> Article
________________________
Scrum is a popular agile framework for developing a product with the right features and the right technologies. Unfortunately, it does not state the prerequisites for kicking off a Scrum project and for starting the first sprint. As a consequence, I find it not uncommon that product managers and product owners are unsure about the work they should do prior to the first sprint. This post offers a checklist to help you do the right upfront product management work.
The Essential Upfront Product Management Work
Scrum is agnostic about the work that has to be done before you can create an initial product backlog and run the first sprint, be it for a brand-new product or for an existing one that you have just taken on. In fact, it doesn’t make any recommendations. But this does not mean, of course, that you don’t have to or should not do any work before you move into Scrum and kickoff the first sprint. As the product owner, you should do just enough work to have the following artefacts in place and be able to answer the following questions:
|Artefacts||Questions to Address|
|Valid Product Strategy|
|Valid Business Model|
|Realistic Product Roadmap|
The items in the table above form a checklist to help you assess if you are ready to apply Scrum. You may have to tailor the checklist to you specific needs. For an in-house product, a valid business model is typically less applicable than for a commercial one, for instance. Similarly, if you build a product for a client then the strategy should address the client’s business goals rather than yours.
You can use choose from a range of tools to capture the answers to the questions above. For instance, my Product Vision Board describes the vision and the strategy, Alexander Osterwalder’s Business Model Canvas defines the business model, my GO Roadmap captures the product roadmap, and my persona template helps you describe the personas. The point is not to use a specific tool but to ask the right questions and to answer them effectively. To put it differently, if you struggle with the questions then a tool alone is unlikely to help you.
Vision and Strategy Take Priority
Of the four artefacts listed above, the vision and the product strategy are particularly crucial. You should hence pay particular attention to them and create them first. Here is why:
If you don’t have a shared vision, then you lack an overarching goal and a reason for creating the product. You will consequently struggle to motivate, guide, and align the stakeholders.
If you don’t know who the customers and the users are and why they would buy and use your product, then you cannot make informed decisions about the user experience and the product features. Imagine writing a user story without knowing who the user is. You would have to speculate and dream up the story.
What’s more, collecting meaningful feedback becomes virtually impossible, as you are likely to ask the wrong people and receive unhelpful feedback. This would cause you to draw the wrong conclusions and make the wrong changes to your product; or you would conclude that the users don’t have a clue, that you should ignore their input, and that you know what’s best for them anyway. Neither approach maximises the chances of creating a successful product.
________________________
> Dataset extract
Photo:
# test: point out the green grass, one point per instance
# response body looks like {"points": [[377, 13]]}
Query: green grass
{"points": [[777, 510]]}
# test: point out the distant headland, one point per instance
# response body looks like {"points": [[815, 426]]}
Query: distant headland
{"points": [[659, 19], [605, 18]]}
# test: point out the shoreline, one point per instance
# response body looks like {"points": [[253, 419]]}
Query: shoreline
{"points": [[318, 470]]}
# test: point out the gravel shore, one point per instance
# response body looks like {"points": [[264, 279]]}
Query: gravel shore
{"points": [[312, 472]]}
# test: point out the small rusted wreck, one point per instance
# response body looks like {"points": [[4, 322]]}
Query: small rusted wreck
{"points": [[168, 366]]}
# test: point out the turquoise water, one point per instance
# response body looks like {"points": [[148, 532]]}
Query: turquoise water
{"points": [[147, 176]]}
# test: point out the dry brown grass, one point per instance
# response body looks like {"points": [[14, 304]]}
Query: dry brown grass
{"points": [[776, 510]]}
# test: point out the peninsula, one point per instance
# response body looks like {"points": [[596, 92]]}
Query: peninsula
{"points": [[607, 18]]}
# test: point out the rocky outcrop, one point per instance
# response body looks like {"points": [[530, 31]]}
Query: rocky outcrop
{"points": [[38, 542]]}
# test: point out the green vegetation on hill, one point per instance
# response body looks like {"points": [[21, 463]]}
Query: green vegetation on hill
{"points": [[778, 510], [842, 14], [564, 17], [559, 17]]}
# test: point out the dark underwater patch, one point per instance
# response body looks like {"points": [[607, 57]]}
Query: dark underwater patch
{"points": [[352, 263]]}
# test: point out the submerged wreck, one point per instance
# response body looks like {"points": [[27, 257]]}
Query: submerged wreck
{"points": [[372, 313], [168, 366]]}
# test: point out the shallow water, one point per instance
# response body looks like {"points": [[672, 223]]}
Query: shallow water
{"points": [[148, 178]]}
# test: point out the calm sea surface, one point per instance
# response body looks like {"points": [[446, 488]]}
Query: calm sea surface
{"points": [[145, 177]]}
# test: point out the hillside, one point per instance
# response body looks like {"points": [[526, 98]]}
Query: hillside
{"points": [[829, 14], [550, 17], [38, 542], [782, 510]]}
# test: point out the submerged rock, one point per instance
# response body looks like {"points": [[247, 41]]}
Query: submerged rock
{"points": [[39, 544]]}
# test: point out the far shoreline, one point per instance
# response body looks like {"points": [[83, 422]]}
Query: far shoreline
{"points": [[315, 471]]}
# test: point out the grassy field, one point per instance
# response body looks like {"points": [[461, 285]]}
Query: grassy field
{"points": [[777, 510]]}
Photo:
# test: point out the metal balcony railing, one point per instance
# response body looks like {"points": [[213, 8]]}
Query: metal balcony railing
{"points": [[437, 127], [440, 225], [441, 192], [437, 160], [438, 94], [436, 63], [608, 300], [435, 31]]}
________________________
> Exercises
(A) Please transcribe the part of the Scrum product management article starting at "You can use" and ending at "to help you.".
(B) Carry on the Scrum product management article, picking up right after its final sentence.

> Responses to the tasks
(A)
You can use choose from a range of tools to capture the answers to the questions above. For instance, my Product Vision Board describes the vision and the strategy, Alexander Osterwalder’s Business Model Canvas defines the business model, my GO Roadmap captures the product roadmap, and my persona template helps you describe the personas. The point is not to use a specific tool but to ask the right questions and to answer them effectively. To put it differently, if you struggle with the questions then a tool alone is unlikely to help you.

(B)
Finally, if you don’t know what the business goals are and why your company should invest in your product, you don’t understand the value that the product should create for your business. This will make it difficult to attract funding and to get the right people.
Business Model, Product Roadmap, and Personas Come Second
Having a vision and product strategy is great but not always enough to start the first sprint effectively. For commercial software products it is also important to understand how you can meet the business goals and how you can monetise your product. Otherwise you won’t be able to create a financial forecast, and your company is unlikely to be in a position to make an informed investment decision.
Similarly, a product roadmap details the product strategy and states how it will be implemented. Without a roadmap, you haven’t made explicit when major releases will happen, what benefits they should provide, and how you are going to determine their success. This will make it difficult to align the stakeholders including marketing, sales, and support, to staff the development team, and to show that you have done a great job and deserve a pay rise or a bonus.
Without personas I find it difficult to discover the right user interaction, the right user interface design, and the right functionality. Who do the user stories serve and why do they add value for the users? And without a primary persona, I find it hard to prioritise and decide, for instance, if a story or scenario should make it into the release or not and if it can be postponed or only partially provided. This makes managing the product backlog very challenging.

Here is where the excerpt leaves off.